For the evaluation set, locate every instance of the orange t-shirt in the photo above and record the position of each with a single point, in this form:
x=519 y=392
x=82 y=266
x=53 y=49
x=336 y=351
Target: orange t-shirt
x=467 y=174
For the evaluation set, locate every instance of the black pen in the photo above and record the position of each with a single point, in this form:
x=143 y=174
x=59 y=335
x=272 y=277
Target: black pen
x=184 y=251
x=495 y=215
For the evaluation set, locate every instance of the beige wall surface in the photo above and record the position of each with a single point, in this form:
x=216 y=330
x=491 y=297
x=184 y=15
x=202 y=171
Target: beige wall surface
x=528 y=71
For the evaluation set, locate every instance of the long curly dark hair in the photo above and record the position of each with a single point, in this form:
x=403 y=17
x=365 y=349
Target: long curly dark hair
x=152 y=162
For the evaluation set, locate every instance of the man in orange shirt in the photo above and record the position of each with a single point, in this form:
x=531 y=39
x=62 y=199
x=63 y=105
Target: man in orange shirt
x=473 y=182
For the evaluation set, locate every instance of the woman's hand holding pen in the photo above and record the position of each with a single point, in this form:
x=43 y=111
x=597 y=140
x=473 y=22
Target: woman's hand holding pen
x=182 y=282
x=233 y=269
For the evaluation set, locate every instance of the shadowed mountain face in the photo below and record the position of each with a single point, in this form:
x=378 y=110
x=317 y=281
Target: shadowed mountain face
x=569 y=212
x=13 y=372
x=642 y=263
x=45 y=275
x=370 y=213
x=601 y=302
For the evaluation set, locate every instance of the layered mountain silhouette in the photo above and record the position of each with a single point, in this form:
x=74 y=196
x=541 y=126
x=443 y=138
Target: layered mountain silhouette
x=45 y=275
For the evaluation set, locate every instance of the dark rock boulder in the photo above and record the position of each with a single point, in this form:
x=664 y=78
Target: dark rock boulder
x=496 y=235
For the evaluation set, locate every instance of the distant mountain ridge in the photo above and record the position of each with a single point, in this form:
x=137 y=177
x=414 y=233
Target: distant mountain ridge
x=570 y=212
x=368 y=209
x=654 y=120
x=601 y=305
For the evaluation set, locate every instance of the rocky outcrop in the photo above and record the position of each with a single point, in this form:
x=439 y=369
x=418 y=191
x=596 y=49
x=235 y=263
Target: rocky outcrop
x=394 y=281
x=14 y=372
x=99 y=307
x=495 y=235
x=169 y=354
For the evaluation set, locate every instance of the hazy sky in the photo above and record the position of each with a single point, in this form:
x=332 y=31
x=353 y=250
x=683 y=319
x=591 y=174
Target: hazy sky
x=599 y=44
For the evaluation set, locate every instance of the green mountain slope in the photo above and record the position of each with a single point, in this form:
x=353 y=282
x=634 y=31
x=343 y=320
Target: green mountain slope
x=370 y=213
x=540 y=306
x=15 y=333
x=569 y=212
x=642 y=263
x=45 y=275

■ ■ ■ ■

- What the exercise asks -
Please turn all of the lines above into a numbered list, leaving out any blank lines.

- Answer for the task -
1. For the evaluation set, locate every instance of the orange t-shirt in the photo above and record the position of each with a single point, in this form:
2. x=519 y=392
3. x=82 y=266
4. x=53 y=49
5. x=336 y=351
6. Target: orange t-shirt
7. x=467 y=174
8. For the evaluation set, locate every instance of the black pen in the photo above and record the position of each with a single point, in this form:
9. x=143 y=174
10. x=59 y=335
11. x=272 y=277
12. Target: black pen
13. x=184 y=251
14. x=495 y=215
15. For the evaluation set, locate every instance of the beige wall surface in the photo above and record the position of each with a single point, in this form:
16. x=216 y=330
17. x=491 y=297
18. x=184 y=15
19. x=202 y=171
20. Target: beige wall surface
21. x=528 y=71
22. For the evaluation set, locate every instance of the long curly dark hair in the photo above and record the position of each with a single point, in this form:
23. x=403 y=17
24. x=365 y=349
25. Target: long curly dark hair
26. x=152 y=162
27. For the evaluation set, locate every instance of the man in orange shirt in the photo above and record the position of each with a single point, in this form:
28. x=531 y=39
29. x=62 y=199
30. x=63 y=105
31. Target: man in orange shirt
32. x=473 y=182
33. For the evaluation set, locate every instance of the woman's hand holding pen in the photo above and record the position of each with a single point, in this form:
34. x=43 y=111
35. x=597 y=140
36. x=473 y=22
37. Target: woman's hand holding pen
38. x=182 y=282
39. x=233 y=269
40. For the evaluation set, locate every instance of the shadowed mountain face in the photo below and record the position of each with a single point, in this form:
41. x=378 y=110
42. x=317 y=281
43. Target: shadowed mountain face
44. x=569 y=212
45. x=13 y=372
46. x=642 y=263
47. x=45 y=275
48. x=370 y=213
49. x=601 y=302
50. For the evaluation set, locate every instance of the layered mountain silhouette in the photo above and record the position of each with a single point, in this form:
51. x=74 y=196
52. x=541 y=126
53. x=443 y=138
54. Target: layered mountain silhouette
55. x=45 y=275
56. For the evaluation set, locate every instance of the dark rock boulder in the photo above and record the position of each with a single point, in this form:
57. x=664 y=78
58. Target: dark rock boulder
59. x=496 y=235
60. For the evaluation set, locate every instance of the distant mountain ridge in the photo above and record the position of each with a single point, in this form:
61. x=137 y=177
62. x=414 y=233
63. Target: distant mountain ridge
64. x=570 y=212
65. x=368 y=209
66. x=654 y=120
67. x=601 y=305
68. For the evaluation set, locate every instance of the rocky outcrop in the photo above and record the position of each with a single point, in this form:
69. x=439 y=369
70. x=418 y=191
71. x=596 y=49
72. x=235 y=263
73. Target: rocky outcrop
74. x=394 y=281
75. x=14 y=372
76. x=99 y=307
77. x=495 y=235
78. x=169 y=354
79. For the evaluation set, locate every instance of the hazy sky in the photo above and record the position of each with a single point, in this form:
80. x=332 y=31
81. x=353 y=250
82. x=683 y=319
83. x=591 y=174
84. Target: hazy sky
85. x=599 y=44
86. For the evaluation set, locate every instance of the green mountain slope in the photo above and record the position of each with a single point, in this form:
87. x=353 y=282
88. x=634 y=31
89. x=343 y=320
90. Target: green mountain slope
91. x=370 y=213
92. x=540 y=306
93. x=15 y=333
94. x=569 y=212
95. x=642 y=263
96. x=45 y=275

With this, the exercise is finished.